TASK TO COMPLETE
Each line from the one containing "TARGET: wooden handrail" to the end of the entries is to be repeated exactly, and no other line.

RECORDED DATA

---+---

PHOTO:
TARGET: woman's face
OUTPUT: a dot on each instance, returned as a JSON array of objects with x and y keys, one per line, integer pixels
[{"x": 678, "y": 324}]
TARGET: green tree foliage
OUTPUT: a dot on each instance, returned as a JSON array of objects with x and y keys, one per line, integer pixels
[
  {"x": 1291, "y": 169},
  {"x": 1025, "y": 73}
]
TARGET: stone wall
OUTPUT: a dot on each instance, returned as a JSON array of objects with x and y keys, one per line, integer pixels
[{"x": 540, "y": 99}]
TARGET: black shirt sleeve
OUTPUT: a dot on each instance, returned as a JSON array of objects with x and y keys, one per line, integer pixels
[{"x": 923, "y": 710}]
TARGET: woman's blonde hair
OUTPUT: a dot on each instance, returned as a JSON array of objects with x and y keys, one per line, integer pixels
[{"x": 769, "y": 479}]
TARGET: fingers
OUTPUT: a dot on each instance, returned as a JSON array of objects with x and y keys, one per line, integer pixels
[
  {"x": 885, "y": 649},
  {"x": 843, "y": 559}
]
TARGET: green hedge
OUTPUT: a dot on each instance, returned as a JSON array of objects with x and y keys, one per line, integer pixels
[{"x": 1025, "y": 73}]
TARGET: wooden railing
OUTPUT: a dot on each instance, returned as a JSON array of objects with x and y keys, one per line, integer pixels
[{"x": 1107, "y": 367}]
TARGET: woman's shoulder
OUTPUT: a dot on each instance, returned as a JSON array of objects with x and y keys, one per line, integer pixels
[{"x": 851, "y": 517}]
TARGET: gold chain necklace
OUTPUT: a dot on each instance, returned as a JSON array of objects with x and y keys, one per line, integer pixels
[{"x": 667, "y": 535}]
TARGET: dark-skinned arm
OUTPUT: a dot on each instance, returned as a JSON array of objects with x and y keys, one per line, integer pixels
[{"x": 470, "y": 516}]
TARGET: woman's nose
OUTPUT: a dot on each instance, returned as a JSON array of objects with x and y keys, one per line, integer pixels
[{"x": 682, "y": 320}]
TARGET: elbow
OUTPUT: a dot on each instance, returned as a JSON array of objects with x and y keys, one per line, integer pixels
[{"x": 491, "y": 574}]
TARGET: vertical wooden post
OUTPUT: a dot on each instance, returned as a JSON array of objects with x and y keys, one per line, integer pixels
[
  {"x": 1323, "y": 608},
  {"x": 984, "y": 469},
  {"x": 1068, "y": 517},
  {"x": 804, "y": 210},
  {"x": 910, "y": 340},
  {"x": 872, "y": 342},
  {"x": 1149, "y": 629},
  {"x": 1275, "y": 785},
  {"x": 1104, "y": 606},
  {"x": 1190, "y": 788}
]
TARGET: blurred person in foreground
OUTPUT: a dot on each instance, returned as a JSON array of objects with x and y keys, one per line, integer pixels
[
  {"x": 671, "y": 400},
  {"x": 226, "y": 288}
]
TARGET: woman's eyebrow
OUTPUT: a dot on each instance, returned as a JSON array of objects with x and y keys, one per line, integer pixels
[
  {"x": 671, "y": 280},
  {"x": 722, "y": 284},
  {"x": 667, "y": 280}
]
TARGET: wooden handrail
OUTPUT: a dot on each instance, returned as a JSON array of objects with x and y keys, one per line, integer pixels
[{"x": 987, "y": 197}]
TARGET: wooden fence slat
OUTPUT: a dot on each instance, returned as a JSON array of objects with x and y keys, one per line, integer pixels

---+---

WRITTEN RESPONSE
TARGET: wooden handrail
OUTPUT: a dot on each instance, returned as a JSON array of objects with x and y keys, one per line, integer pixels
[{"x": 987, "y": 197}]
TARGET: wooden fence slat
OUTPUT: a dot on each instance, returned as a JSON array of objects with x and y keys, one per line, integer pixels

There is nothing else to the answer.